SELECTED EXTRACT:
::::
Is Childless by Marriage just for
women? No, definitely not. Sometimes it seems as if this is an all-girls site,
but I welcome men as well as women. Both men and women struggle with the same
issues about children. One wants them and the other doesn’t. One can’t have
them, and the other can’t imagine life without them. The relationship, the
engagement, or the marriage is in danger. Should they go? Should they stay?
Sometimes I wish we were back in the olden days when everybody who got married
had kids, and if they didn’t want children, they didn’t get married.
Of course men are not the ones who
get pregnant, and they are not the ones whose fertility ends in their 40s, so
that part is different, but their comments sound pretty similar to the ones I
get from women.
Let me share a few of the men’s
comments I have received lately. I encourage you readers to respond to each
other. I don’t have all the words of wisdom. You can find all of these comments
under the post, If You Disagree About Children, is Your Relationship Doomed?
Anonymous said...
Hello, I don't know if this post is
strictly for women but I'm a 37 year old male with 45 year old gf. We've been
friends since I was 27 but began dating at 30. I've never been married and I
have no kids, she has been married and has 2 kids which both are now married.
She has 2 grandkids, a 2 year old and a newborn. I didn't begin to think about
kids until her first grandson was born but she was 42 at the time. Now at 45 it
would be a high risk. Friends and co workers around us are having kids left and
right and I can't deny that it is eating me inside. She said that it's written
all over my face when we see a baby and or her grandkids. She wants me to be
happy and is willing to sacrifice by losing me, I just don't know if I'm
willing to lose her for the chance of having a child. Any thoughts greatly
appreciated.
Anonymous:
Hi,
My wife is leaving me because I don't want a second child and it's killing me.
I feel I am being punished for that decision. She says she always wanted two
but she never talked to me about it, so now I face becoming a part time dad and
I don't know what to do .
Anonymous said...
Hello everyone, I am going through a
terrible situation with my girlfriend. We have been together for 7 years now.
We are both immigrants (she is from Russia and I am from Brazil) who live in
Los Angeles. I am 32 and she is 35. Her mother passed away in 2010 due to a
brain tumor. Since then she has become addicted to the idea of having a child.
::::
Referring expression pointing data
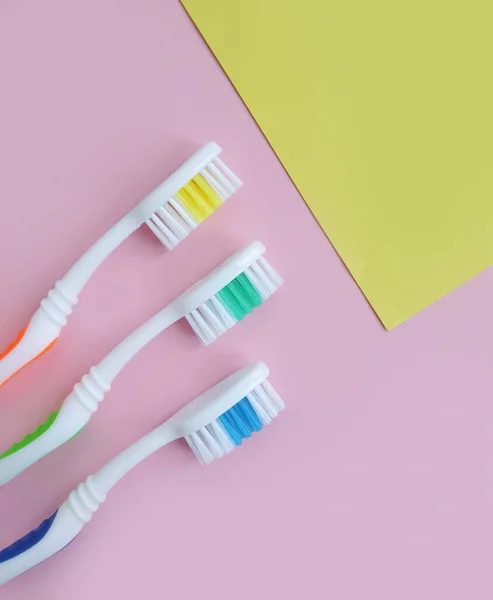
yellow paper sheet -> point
(381, 112)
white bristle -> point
(213, 318)
(173, 222)
(213, 441)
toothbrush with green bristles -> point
(211, 307)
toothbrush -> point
(211, 307)
(213, 425)
(171, 212)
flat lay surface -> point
(373, 484)
(380, 113)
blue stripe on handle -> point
(28, 541)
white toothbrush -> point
(211, 306)
(213, 425)
(171, 211)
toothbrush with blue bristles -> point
(213, 424)
(211, 307)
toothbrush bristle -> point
(249, 415)
(191, 205)
(237, 299)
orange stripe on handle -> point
(15, 343)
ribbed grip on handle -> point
(39, 336)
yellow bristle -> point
(199, 198)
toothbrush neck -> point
(80, 273)
(116, 360)
(119, 466)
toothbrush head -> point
(191, 195)
(230, 292)
(217, 422)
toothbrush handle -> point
(44, 328)
(82, 402)
(54, 534)
(60, 529)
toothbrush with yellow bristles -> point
(172, 211)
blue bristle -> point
(240, 421)
(249, 414)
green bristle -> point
(240, 297)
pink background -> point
(375, 484)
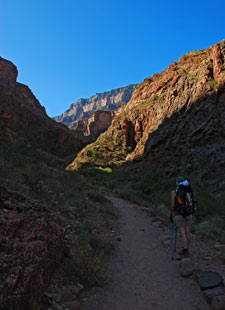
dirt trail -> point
(142, 275)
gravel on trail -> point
(141, 274)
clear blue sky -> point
(70, 49)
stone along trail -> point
(141, 274)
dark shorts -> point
(182, 221)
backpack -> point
(184, 204)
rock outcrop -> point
(174, 120)
(96, 124)
(21, 112)
(31, 248)
(83, 108)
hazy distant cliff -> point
(174, 120)
(22, 113)
(107, 101)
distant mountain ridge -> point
(174, 121)
(21, 113)
(106, 101)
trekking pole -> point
(171, 235)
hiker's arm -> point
(173, 195)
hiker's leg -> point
(188, 222)
(188, 235)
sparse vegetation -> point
(42, 177)
(152, 190)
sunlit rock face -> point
(21, 112)
(107, 101)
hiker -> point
(181, 212)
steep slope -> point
(96, 124)
(22, 113)
(107, 101)
(174, 120)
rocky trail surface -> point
(141, 274)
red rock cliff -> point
(21, 112)
(174, 120)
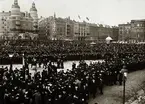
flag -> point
(79, 17)
(87, 18)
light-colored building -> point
(66, 29)
(133, 31)
(125, 32)
(81, 30)
(56, 28)
(14, 22)
(138, 30)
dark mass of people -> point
(77, 84)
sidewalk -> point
(113, 94)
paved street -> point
(113, 94)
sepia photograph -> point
(72, 51)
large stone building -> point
(14, 22)
(56, 28)
(125, 32)
(67, 29)
(133, 31)
(81, 30)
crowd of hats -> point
(65, 48)
(74, 86)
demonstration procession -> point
(77, 84)
(83, 54)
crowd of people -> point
(74, 86)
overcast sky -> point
(110, 12)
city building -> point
(81, 30)
(66, 29)
(137, 30)
(124, 32)
(133, 31)
(56, 28)
(15, 22)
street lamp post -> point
(124, 71)
(11, 65)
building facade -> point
(138, 30)
(125, 32)
(14, 22)
(66, 29)
(56, 28)
(133, 31)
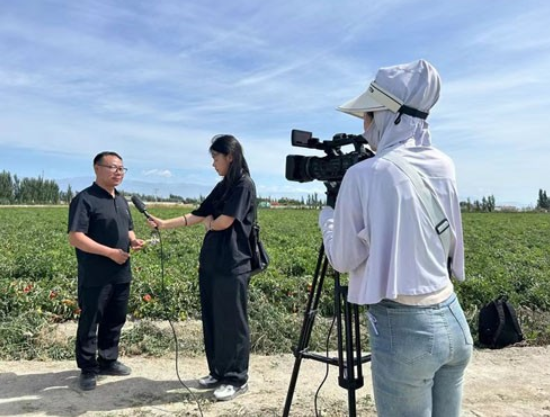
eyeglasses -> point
(114, 168)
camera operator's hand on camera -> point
(326, 217)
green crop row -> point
(506, 253)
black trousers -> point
(102, 316)
(224, 301)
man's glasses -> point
(114, 168)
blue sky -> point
(155, 80)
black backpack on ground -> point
(498, 324)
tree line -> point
(15, 190)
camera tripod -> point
(349, 359)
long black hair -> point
(229, 145)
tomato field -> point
(506, 253)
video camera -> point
(331, 168)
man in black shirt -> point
(101, 230)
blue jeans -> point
(419, 355)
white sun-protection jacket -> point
(380, 233)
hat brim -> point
(360, 105)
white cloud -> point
(165, 173)
(156, 81)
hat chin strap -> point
(411, 112)
(393, 103)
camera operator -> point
(380, 233)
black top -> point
(227, 252)
(106, 220)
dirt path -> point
(508, 382)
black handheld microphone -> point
(140, 205)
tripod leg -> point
(307, 326)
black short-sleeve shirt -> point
(227, 252)
(106, 220)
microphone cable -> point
(156, 233)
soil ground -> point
(509, 382)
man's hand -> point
(155, 222)
(137, 244)
(119, 256)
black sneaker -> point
(115, 368)
(87, 381)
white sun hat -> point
(399, 89)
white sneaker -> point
(228, 392)
(208, 381)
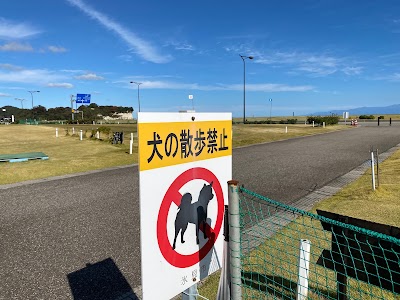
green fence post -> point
(234, 240)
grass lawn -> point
(67, 154)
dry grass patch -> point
(66, 154)
(261, 133)
(277, 256)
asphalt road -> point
(51, 229)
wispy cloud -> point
(264, 87)
(56, 49)
(12, 30)
(395, 77)
(89, 76)
(16, 47)
(143, 48)
(61, 85)
(10, 67)
(297, 62)
(352, 70)
(180, 46)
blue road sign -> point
(83, 98)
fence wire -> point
(346, 261)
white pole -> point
(373, 170)
(234, 240)
(304, 266)
(190, 293)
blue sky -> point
(309, 56)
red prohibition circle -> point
(172, 195)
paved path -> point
(51, 229)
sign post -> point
(185, 160)
(83, 98)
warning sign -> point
(185, 163)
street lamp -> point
(270, 110)
(138, 84)
(243, 57)
(33, 116)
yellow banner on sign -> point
(173, 143)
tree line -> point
(90, 113)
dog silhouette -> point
(195, 213)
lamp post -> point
(138, 84)
(33, 115)
(243, 57)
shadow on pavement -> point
(100, 281)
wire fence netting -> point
(345, 261)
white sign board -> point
(185, 161)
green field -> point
(356, 200)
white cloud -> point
(11, 30)
(10, 67)
(89, 76)
(266, 87)
(352, 70)
(33, 76)
(56, 49)
(395, 77)
(139, 46)
(17, 47)
(61, 85)
(180, 46)
(311, 64)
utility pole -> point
(72, 107)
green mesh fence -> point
(345, 261)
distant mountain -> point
(392, 109)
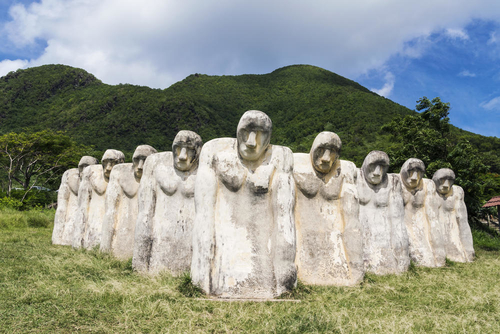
::::
ACTIVITY LIST:
a) Answer these from the blog post about couples who disagree on children:
(i) How old is the commenter whose girlfriend is 45?
(ii) How many children does the commenter's wife say she always wanted?
(iii) In what city does the commenter from Brazil live with his girlfriend?
b) Output the stretch of the blog post from "Of course men" through "Your Relationship Doomed?".
c) Continue the blog post about couples who disagree on having children from the point where it stops.
The lines come from a separate source.

RESPONSES IN ORDER:
a)
(i) 37
(ii) Two
(iii) Los Angeles

b)
Of course men are not the ones who
get pregnant, and they are not the ones whose fertility ends in their 40s, so
that part is different, but their comments sound pretty similar to the ones I
get from women.
Let me share a few of the men’s
comments I have received lately. I encourage you readers to respond to each
other. I don’t have all the words of wisdom. You can find all of these comments
under the post, If You Disagree About Children, is Your Relationship Doomed?

c)
At the moment I do not feel that crazy desire to be a father. I moved to the
U.S. kind of late in life at 25 and I am just now transferring to a four-year
university to get a degree in business. I have a degree in Physical Education
from Brazil, but the hassle to get it validated here was so time consuming that
I decided to do something else. I am also not happy with my career because my
work is unstable and the pay is very low. On the other hand, she moved here
when she was 13 and had her whole education in the U.S. She is very successful
in her career and she is stable financially. Four years ago I asked her to help
me to pay for school so I could finish faster but she said she was not
interested to spend her money like that.
It made me concerned because if she
wants a family with me, how is going to be when the kid arrives? I have no
financial means to provide for a kid. Not even half of the bills for a child.
It really scares me that I may find myself in a situation where I won't be able
to support my son/daughter. I am feeling terrible because I cannot make her
happy. I can see that she resents me because she picks up fights all the time
for silly reasons. The other night she said that is better for us to go apart.
I just cried for the whole day and I am feeling lonely and worthless. It kills
me that I am not enough for her and that I cannot make her happy. She said that
she wants me to be a stay in dad, but I am very independent and I believe that
I must have a career. It would be better for both of us if I have one. I fear
that once the baby arrives she will just break up with me and leave in a
difficult situation. I would not be able to abandon a child.
I moved here on my own and I have no
family in the states. Our relationship was one of the main reasons that made me
stay in the country. I also understand that she is coming close to 40 and that
it might become harder to become pregnant, but she does not want to wait any
longer. Am I being a jerk or too selfish? It is just killing me that the whole
focus of my adult life is coming to an end. I just want her to be happy and she
deserves all the best. It just hurts that I am not good enough. I believe that
the best should be to leave her alone and not interfere on her life. I want her
dreams to come true. I wish I could have a normal job so I could help and give
her what she wants. I struggled financially since I got here. It took me 7
years to get a green card and now (after 9 years) things are getting better. I
just don’t want to struggle right now and I want to get my college degree before
a kid. What should I do?
***
Well, dear readers, what do you think? I welcome your comments.